Reproduce the stretch from the line containing "Can you find the green sepal" through the line containing "pixel 266 900", changing "pin" to "marker" and leaving everything else as it is. Omit the pictures from the answer.

Dataset rows on where objects appear:
## begin
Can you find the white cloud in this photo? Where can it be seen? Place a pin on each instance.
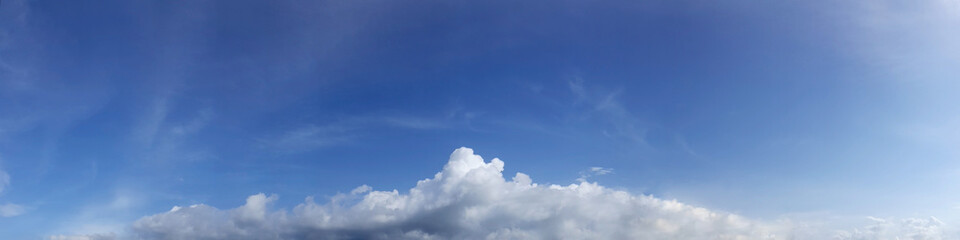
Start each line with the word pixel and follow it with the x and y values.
pixel 593 171
pixel 107 236
pixel 470 199
pixel 10 210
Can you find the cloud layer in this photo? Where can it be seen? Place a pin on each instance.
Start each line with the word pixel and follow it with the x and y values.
pixel 8 209
pixel 470 199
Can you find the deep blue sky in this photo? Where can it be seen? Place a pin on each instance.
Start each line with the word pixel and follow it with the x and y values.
pixel 113 110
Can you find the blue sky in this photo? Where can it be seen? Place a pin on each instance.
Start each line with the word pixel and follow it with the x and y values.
pixel 112 111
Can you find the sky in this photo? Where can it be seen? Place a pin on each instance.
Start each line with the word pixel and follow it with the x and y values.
pixel 494 119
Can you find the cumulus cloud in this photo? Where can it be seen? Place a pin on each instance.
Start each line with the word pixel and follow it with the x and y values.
pixel 471 199
pixel 8 209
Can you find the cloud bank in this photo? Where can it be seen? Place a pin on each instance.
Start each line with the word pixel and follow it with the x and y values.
pixel 471 199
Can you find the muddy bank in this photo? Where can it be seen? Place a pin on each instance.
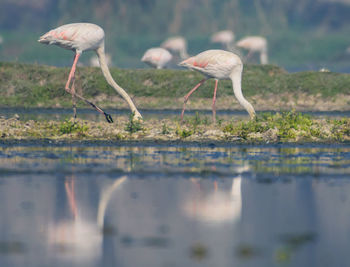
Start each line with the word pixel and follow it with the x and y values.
pixel 266 128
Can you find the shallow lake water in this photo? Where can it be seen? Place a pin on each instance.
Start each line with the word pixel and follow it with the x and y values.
pixel 120 204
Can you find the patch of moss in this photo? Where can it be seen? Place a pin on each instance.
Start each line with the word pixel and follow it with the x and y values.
pixel 287 126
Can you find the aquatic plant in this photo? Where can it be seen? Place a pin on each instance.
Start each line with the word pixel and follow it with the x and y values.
pixel 280 126
pixel 165 129
pixel 132 125
pixel 183 132
pixel 68 127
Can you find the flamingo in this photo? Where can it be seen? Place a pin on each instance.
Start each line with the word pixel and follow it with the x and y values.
pixel 81 37
pixel 176 44
pixel 94 62
pixel 255 44
pixel 225 38
pixel 218 64
pixel 157 57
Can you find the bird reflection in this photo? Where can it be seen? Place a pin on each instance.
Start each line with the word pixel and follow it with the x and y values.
pixel 216 204
pixel 79 237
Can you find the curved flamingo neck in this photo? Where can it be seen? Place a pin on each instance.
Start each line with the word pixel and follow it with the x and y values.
pixel 236 78
pixel 106 73
pixel 263 57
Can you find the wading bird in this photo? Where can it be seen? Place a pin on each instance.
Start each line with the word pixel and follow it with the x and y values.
pixel 176 44
pixel 225 38
pixel 81 37
pixel 157 57
pixel 218 64
pixel 254 44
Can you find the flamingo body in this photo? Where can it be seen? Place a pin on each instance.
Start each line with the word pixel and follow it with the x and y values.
pixel 176 44
pixel 226 38
pixel 218 64
pixel 157 57
pixel 81 37
pixel 76 36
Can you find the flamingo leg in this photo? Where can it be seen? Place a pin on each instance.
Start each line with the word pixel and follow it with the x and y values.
pixel 71 79
pixel 249 55
pixel 188 95
pixel 69 185
pixel 72 72
pixel 214 100
pixel 74 100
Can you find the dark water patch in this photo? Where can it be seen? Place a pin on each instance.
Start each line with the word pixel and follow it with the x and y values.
pixel 127 205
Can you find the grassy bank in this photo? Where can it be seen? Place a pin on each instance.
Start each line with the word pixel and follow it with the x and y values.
pixel 267 87
pixel 279 127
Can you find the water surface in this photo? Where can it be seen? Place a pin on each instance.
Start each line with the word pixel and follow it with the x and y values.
pixel 160 205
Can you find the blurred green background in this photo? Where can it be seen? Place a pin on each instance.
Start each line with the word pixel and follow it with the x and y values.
pixel 302 34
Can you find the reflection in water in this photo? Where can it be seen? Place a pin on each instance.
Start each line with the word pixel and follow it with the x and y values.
pixel 79 238
pixel 215 205
pixel 177 206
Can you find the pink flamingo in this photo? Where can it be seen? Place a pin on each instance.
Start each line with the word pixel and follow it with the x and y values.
pixel 81 37
pixel 225 38
pixel 255 44
pixel 218 64
pixel 176 44
pixel 157 57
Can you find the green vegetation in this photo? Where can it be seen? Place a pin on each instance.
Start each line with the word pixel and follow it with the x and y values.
pixel 42 86
pixel 286 126
pixel 270 128
pixel 68 126
pixel 133 126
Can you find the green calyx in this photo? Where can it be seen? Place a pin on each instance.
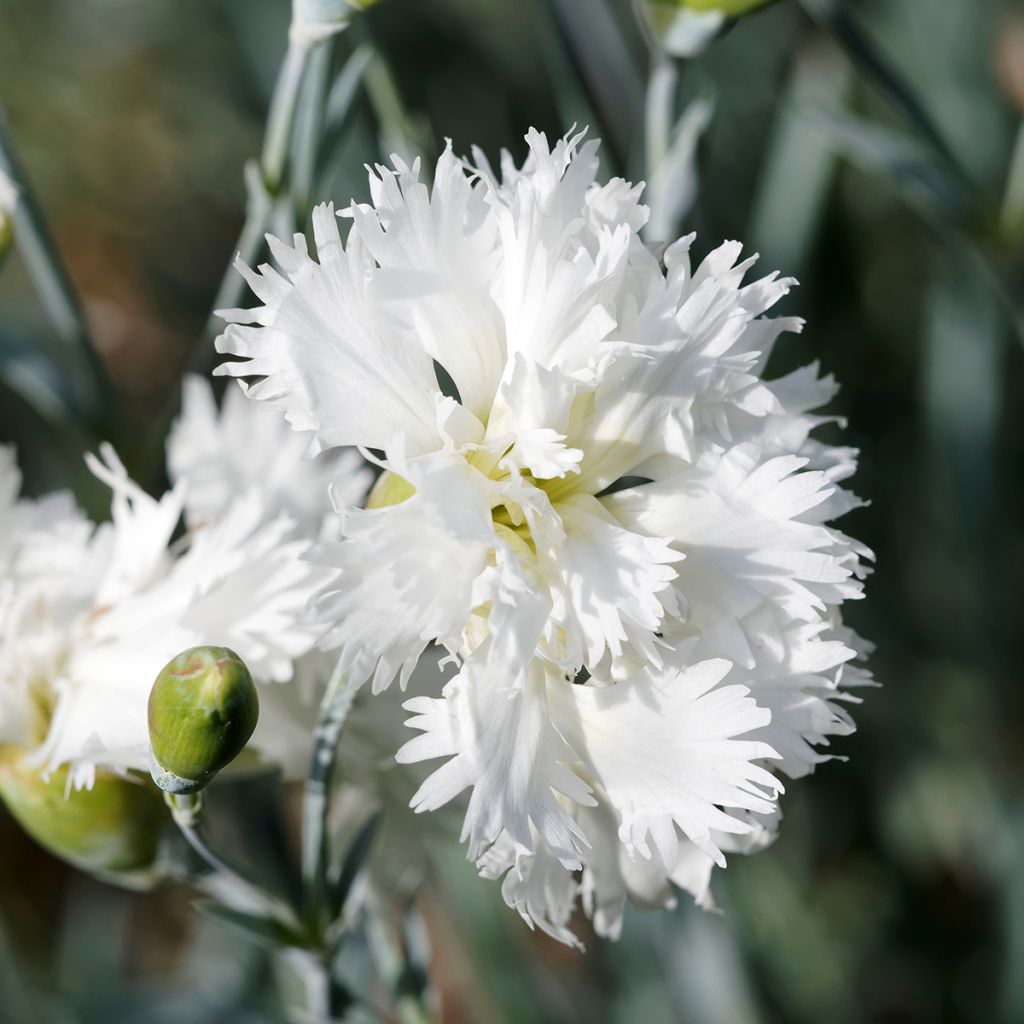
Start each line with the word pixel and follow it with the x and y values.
pixel 203 710
pixel 111 830
pixel 389 489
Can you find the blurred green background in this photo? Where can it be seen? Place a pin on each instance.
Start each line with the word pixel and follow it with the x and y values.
pixel 896 891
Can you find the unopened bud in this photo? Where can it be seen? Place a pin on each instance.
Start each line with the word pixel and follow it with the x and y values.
pixel 111 830
pixel 203 709
pixel 390 488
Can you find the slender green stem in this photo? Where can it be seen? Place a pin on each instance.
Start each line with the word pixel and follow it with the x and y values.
pixel 187 813
pixel 833 16
pixel 308 133
pixel 54 286
pixel 281 119
pixel 316 800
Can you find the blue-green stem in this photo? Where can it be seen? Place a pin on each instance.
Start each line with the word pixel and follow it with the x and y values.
pixel 55 289
pixel 316 801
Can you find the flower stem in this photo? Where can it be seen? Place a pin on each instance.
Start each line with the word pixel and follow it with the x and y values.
pixel 265 182
pixel 54 286
pixel 187 812
pixel 316 800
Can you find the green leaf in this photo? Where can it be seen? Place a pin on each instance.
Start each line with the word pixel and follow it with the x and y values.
pixel 915 175
pixel 352 863
pixel 264 931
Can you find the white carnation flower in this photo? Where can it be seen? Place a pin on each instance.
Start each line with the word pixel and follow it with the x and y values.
pixel 593 498
pixel 89 614
pixel 242 446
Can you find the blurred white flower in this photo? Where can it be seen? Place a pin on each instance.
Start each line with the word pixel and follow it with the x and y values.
pixel 593 499
pixel 89 614
pixel 242 446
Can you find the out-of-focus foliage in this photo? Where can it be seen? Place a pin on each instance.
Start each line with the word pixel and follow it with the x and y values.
pixel 895 891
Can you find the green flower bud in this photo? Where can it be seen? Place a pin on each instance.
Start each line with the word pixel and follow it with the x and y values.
pixel 203 709
pixel 111 830
pixel 389 489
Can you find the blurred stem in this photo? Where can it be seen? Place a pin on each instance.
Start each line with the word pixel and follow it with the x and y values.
pixel 395 965
pixel 833 16
pixel 54 287
pixel 1012 211
pixel 188 812
pixel 398 132
pixel 265 181
pixel 308 131
pixel 316 801
pixel 606 71
pixel 658 111
pixel 281 119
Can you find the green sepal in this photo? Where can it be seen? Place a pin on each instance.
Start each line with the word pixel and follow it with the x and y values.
pixel 111 830
pixel 203 710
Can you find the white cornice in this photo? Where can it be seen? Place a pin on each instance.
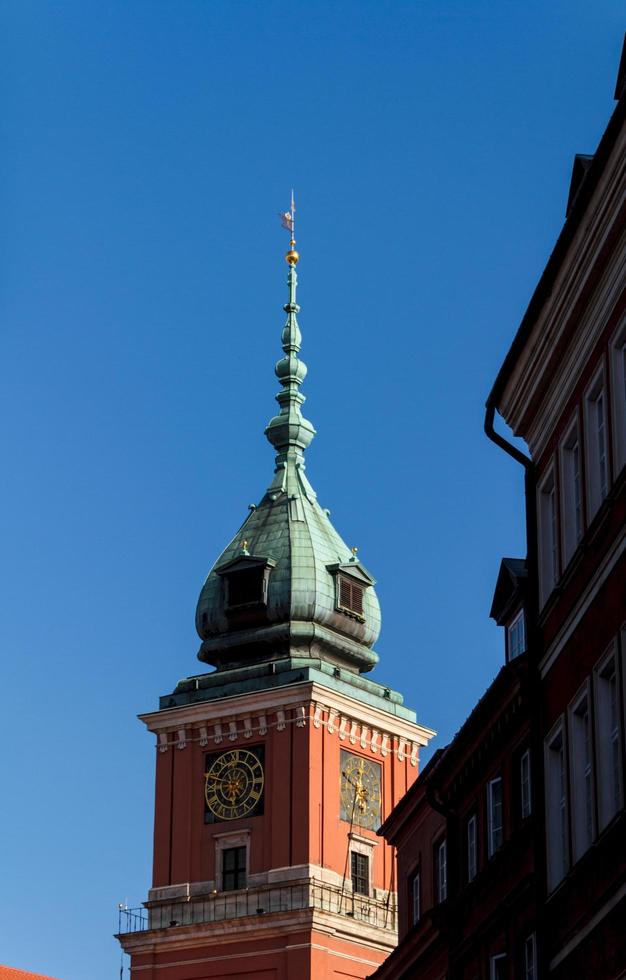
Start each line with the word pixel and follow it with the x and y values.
pixel 304 703
pixel 254 929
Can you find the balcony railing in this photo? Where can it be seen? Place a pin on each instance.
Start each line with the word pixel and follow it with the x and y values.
pixel 266 900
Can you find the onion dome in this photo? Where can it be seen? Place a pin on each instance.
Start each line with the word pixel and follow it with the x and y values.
pixel 287 585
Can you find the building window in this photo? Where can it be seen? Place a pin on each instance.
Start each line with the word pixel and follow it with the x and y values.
pixel 556 807
pixel 525 790
pixel 571 492
pixel 494 815
pixel 609 742
pixel 350 595
pixel 498 967
pixel 530 958
pixel 360 871
pixel 234 874
pixel 548 536
pixel 597 446
pixel 472 853
pixel 582 776
pixel 618 372
pixel 415 898
pixel 516 636
pixel 441 866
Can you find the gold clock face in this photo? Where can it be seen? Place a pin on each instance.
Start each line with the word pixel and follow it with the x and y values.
pixel 233 784
pixel 360 791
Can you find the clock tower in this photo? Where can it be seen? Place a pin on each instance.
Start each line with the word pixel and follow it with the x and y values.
pixel 275 768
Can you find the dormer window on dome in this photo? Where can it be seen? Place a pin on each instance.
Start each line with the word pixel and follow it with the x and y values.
pixel 245 580
pixel 351 581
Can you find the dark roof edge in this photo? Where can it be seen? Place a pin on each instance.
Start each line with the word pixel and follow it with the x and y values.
pixel 563 242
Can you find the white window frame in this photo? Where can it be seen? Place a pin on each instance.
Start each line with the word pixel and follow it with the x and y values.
pixel 617 349
pixel 442 870
pixel 472 847
pixel 572 497
pixel 416 897
pixel 530 957
pixel 515 646
pixel 557 811
pixel 493 965
pixel 224 842
pixel 597 454
pixel 609 736
pixel 495 830
pixel 582 775
pixel 365 846
pixel 548 521
pixel 526 793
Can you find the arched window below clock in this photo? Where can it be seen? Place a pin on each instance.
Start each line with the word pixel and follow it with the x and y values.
pixel 232 860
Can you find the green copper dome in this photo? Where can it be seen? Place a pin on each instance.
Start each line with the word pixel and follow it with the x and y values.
pixel 287 585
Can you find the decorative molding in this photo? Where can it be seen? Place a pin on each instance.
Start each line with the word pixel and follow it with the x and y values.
pixel 372 728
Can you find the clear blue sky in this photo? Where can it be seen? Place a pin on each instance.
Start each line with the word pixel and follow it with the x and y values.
pixel 147 148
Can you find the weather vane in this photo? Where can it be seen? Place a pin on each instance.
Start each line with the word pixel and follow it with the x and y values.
pixel 288 221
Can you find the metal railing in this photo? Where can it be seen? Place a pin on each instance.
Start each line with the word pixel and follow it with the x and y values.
pixel 265 900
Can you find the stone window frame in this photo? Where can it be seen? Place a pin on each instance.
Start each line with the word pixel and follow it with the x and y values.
pixel 223 842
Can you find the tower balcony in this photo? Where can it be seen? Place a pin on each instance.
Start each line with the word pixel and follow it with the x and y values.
pixel 220 907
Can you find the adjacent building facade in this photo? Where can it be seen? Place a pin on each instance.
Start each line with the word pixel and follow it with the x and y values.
pixel 512 842
pixel 274 770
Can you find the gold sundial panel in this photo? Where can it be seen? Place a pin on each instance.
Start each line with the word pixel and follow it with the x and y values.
pixel 233 784
pixel 360 791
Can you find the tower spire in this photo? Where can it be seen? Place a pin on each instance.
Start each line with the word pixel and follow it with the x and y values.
pixel 289 431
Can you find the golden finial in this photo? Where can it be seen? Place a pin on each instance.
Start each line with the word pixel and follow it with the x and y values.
pixel 289 222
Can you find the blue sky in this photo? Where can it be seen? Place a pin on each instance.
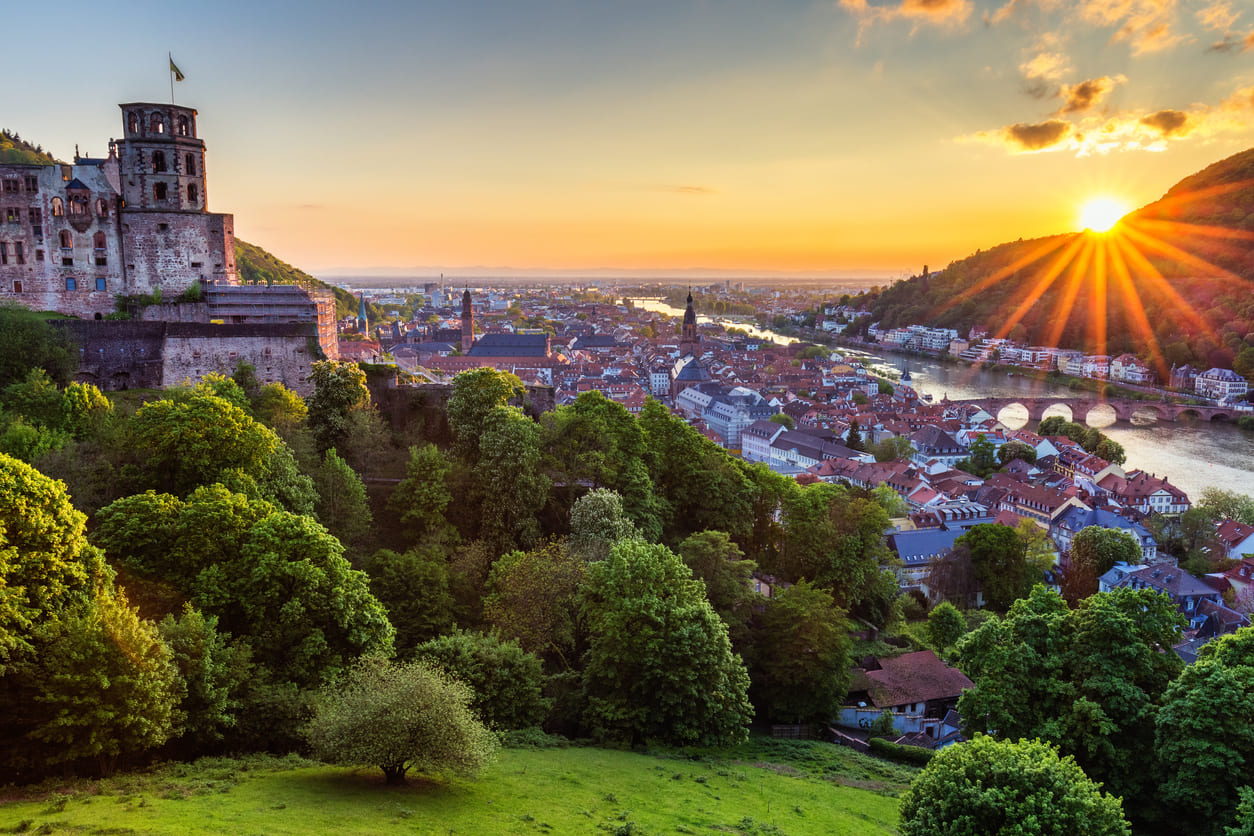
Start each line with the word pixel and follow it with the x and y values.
pixel 824 138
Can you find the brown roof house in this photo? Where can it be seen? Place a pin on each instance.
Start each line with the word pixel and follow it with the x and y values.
pixel 919 689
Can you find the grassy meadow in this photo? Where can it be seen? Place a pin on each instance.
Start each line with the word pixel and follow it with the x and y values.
pixel 761 787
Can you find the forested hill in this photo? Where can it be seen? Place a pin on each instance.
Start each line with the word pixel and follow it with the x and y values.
pixel 15 149
pixel 257 266
pixel 1180 270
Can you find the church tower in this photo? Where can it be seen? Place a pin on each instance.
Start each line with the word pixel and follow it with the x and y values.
pixel 467 323
pixel 689 339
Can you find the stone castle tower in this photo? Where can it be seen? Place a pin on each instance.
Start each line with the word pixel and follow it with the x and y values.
pixel 467 323
pixel 137 222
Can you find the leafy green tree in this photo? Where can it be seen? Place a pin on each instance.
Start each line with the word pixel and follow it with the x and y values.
pixel 533 597
pixel 339 390
pixel 1094 552
pixel 280 409
pixel 102 687
pixel 213 672
pixel 1204 741
pixel 1227 505
pixel 894 448
pixel 721 565
pixel 946 626
pixel 203 439
pixel 837 540
pixel 853 439
pixel 990 787
pixel 1087 679
pixel 1012 450
pixel 595 441
pixel 421 499
pixel 47 567
pixel 414 588
pixel 507 681
pixel 399 717
pixel 341 506
pixel 277 579
pixel 597 522
pixel 660 664
pixel 508 479
pixel 475 394
pixel 800 668
pixel 696 484
pixel 998 558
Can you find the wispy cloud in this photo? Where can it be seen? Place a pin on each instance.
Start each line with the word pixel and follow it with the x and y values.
pixel 1087 94
pixel 946 14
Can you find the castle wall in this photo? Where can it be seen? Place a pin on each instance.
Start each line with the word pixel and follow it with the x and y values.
pixel 115 355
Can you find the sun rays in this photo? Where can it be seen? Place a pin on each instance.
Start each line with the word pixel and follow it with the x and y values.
pixel 1114 272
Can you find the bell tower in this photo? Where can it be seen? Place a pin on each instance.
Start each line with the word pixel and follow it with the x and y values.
pixel 161 159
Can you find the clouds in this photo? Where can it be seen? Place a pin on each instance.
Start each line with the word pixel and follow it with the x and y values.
pixel 1087 94
pixel 946 14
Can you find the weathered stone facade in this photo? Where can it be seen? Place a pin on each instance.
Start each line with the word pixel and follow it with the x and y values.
pixel 74 237
pixel 115 355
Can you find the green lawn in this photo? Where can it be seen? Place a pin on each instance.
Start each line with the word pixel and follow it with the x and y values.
pixel 763 787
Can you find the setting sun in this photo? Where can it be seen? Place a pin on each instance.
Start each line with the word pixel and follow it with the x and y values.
pixel 1101 213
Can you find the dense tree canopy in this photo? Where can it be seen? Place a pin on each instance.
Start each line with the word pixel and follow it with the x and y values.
pixel 990 787
pixel 1087 679
pixel 660 664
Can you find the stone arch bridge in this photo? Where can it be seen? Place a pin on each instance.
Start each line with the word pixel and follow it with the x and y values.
pixel 1124 409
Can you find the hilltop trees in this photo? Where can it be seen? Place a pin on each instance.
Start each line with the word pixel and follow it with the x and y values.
pixel 990 787
pixel 660 664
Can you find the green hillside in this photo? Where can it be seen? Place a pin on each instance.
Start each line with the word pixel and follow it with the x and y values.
pixel 769 787
pixel 15 149
pixel 257 266
pixel 1176 275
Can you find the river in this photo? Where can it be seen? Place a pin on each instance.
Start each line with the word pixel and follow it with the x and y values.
pixel 1193 455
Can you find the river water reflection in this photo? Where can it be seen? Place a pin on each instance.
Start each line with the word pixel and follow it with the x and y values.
pixel 1193 455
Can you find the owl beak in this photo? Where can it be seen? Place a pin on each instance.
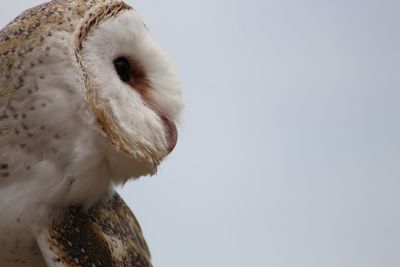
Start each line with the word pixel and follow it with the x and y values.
pixel 171 131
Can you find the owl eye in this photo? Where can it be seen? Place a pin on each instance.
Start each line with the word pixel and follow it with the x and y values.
## end
## Reply to the exercise
Can you find the green sepal in this photo? Where can it be seen? Place a marker on each instance.
Start each line with the word pixel and follow it with the x and y values.
pixel 111 830
pixel 203 710
Can you find the white cornice in this photo? Where can it be seen? Place a marker on each instance.
Start each line with the word pixel and follow it with the x and y values.
pixel 304 703
pixel 254 929
Can you find the balcony railing in this photo? Where can it be seen? Place a marker on each instance.
Start each line with the word pixel and follow it with the x and y values.
pixel 266 900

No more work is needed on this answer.